Dataset records:
□ □ □ □
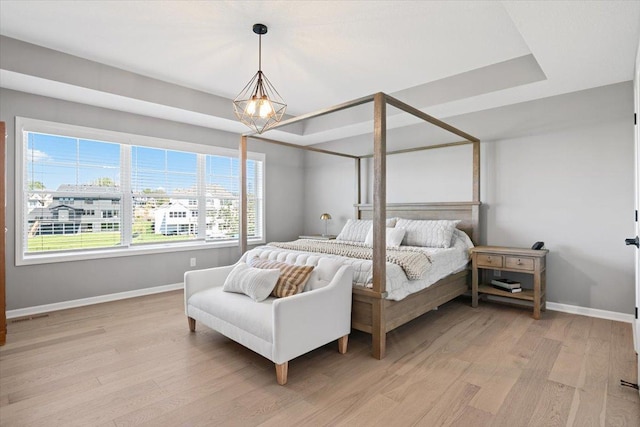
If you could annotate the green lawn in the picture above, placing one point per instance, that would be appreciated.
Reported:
(90, 240)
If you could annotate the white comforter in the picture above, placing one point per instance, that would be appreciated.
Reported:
(443, 263)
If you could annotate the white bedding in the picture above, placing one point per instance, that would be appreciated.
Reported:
(443, 262)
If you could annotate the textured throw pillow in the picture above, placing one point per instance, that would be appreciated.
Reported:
(394, 237)
(254, 282)
(292, 277)
(355, 230)
(428, 233)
□ □ □ □
How to complete this task:
Apart from the pictures, restate all of the listing above exactly.

Solution for this exercise:
If you could annotate the green lawn in the picture above, placing one point per instance, that would be appreciated.
Reported:
(90, 240)
If you could annotate the white comforter in the picture above, placing one point per instance, that would be appreciated.
Reported:
(443, 263)
If you could annotate the white bedding in the picture above, placing one point per instance, that would be appreciated.
Reported:
(443, 262)
If you could annotate the textured throw pillow in the picture above, placing one point per instance, that would be appreciated.
Reported:
(394, 237)
(254, 282)
(292, 277)
(355, 230)
(428, 233)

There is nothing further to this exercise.